CAMBRIDGE, Mass. (TheStreet) -- Facing up the reality of plunging demand for its hepatitis C drug Incivek, Vertex Pharmaceuticals (VRTX) announced the firing of 15% of its global workforce to focus the company on its still-growing cystic fibrosis drug business.
Vertex admitted Tuesday that the number of hepatitis C patients being treated with Incivek has fallen rapidly now that a next generation of more effective medicines are on the cusp of approval, most notably Gilead Sciences' GILD sofosbuvir, which should receive FDA approval in December.
Incivek sales in the third quarter totaled $86 million, well below Street consensus of $124 million. Incivek was approved in May 2011 and became one of the fastest selling new drugs of all time, with quarterly sales exceeding $400 million. But the hepatitis C drug's fall was just as rapid as doctors advised patients to hold off treatment in anticipation of new and more effective medicines.

SUPPLIED MATERIAL:
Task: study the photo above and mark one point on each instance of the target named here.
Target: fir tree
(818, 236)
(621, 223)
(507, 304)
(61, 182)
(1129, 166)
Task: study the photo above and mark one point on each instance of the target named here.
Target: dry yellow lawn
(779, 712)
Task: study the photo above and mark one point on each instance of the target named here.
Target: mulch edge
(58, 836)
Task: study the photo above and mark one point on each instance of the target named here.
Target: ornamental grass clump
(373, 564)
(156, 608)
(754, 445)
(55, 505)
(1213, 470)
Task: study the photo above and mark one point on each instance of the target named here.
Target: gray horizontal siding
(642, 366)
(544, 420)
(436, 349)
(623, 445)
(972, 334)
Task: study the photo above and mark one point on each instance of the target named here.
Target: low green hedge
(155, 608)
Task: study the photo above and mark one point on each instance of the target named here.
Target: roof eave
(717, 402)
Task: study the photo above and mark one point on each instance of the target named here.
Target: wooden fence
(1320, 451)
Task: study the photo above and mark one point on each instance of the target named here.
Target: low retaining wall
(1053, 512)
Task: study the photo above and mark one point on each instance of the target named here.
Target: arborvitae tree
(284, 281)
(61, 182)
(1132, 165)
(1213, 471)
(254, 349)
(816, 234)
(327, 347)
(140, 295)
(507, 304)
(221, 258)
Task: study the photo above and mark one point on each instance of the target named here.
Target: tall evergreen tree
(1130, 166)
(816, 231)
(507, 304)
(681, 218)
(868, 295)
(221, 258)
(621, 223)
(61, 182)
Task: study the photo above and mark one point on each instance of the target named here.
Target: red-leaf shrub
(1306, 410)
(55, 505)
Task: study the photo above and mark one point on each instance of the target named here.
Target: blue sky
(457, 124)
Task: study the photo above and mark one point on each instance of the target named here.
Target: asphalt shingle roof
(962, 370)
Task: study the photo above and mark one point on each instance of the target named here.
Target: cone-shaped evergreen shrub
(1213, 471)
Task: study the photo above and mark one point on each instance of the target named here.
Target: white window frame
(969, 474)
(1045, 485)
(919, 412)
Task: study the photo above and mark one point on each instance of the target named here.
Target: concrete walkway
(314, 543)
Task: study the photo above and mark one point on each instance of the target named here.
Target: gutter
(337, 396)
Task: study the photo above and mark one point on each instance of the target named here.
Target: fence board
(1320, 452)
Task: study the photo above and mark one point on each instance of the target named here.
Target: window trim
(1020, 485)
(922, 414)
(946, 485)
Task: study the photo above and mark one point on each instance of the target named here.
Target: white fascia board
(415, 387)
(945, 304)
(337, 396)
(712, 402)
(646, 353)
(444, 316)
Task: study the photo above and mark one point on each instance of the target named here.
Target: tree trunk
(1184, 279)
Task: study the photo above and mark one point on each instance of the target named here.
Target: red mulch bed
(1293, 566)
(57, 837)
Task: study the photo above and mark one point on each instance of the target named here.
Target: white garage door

* * *

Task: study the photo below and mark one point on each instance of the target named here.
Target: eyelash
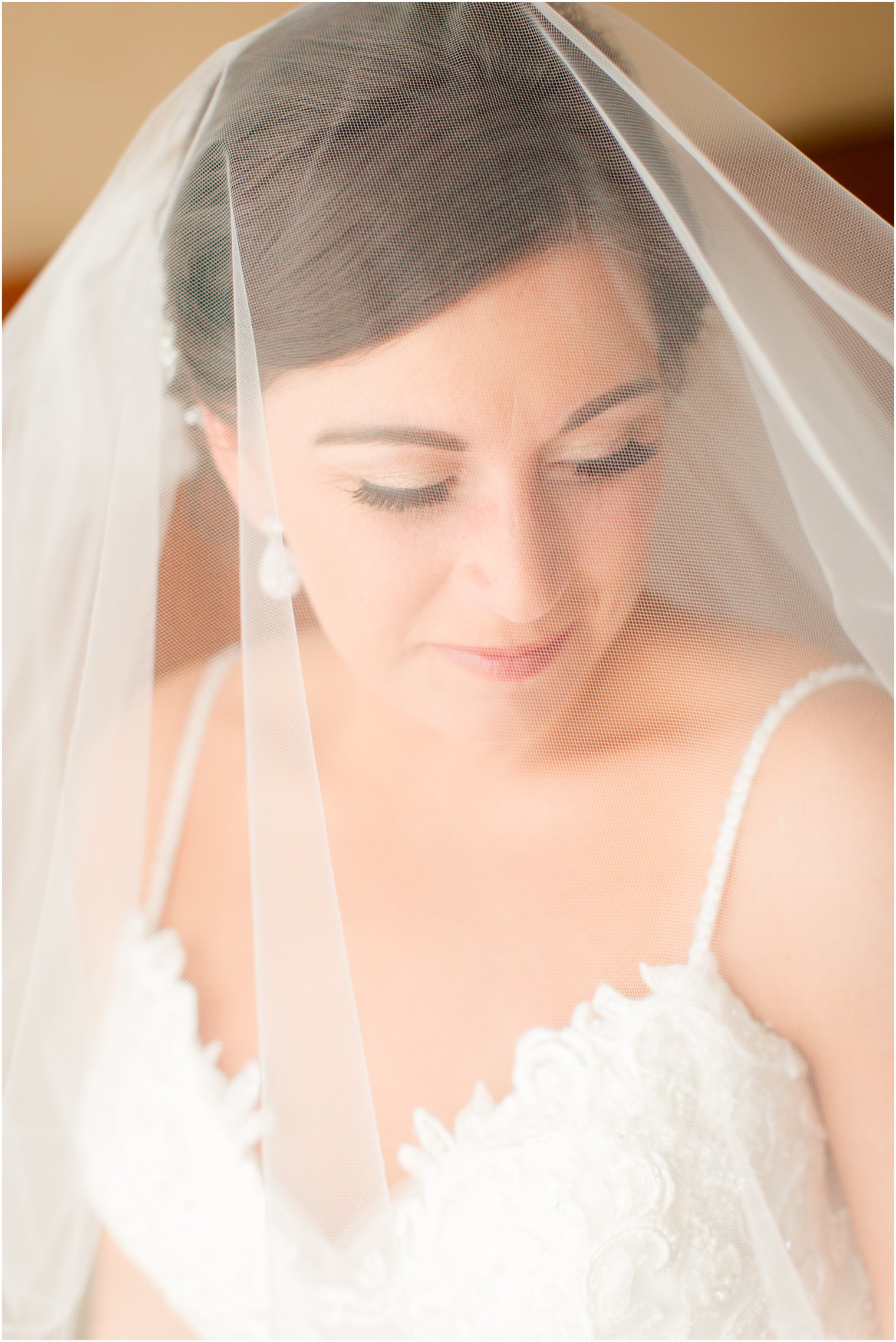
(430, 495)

HOW TO COMPLETE THIS TASK: Pick up the news story about Vertex cutting jobs and keep writing it from its final sentence. Leave the material out of this; it doesn't matter here.

YOUR RESPONSE:
Vertex will now shift most of its efforts to growing its cystic fibrosis drug business, including its approved medicine Kalydeco and the clinical development of new drugs.
Kalydeco sales in the third quarter totaled $101 million, more than double from the year-ago quarter.
Vertex expects to announce results from phase III studies of Kalydeco and the still-experimental drug VX-809 in the middle of 2014. These studies are hugely important for Vertex because the Kalydeco/VX-809 combination has the potential to vastly expand the number of cystic fibrosis patients treated.
The job cuts announced Tuesday are expected to reduce 2014 operating expenses by $150-200 million compared to anticipated 2013 operating expenses of $1.1 billion, Vertex said.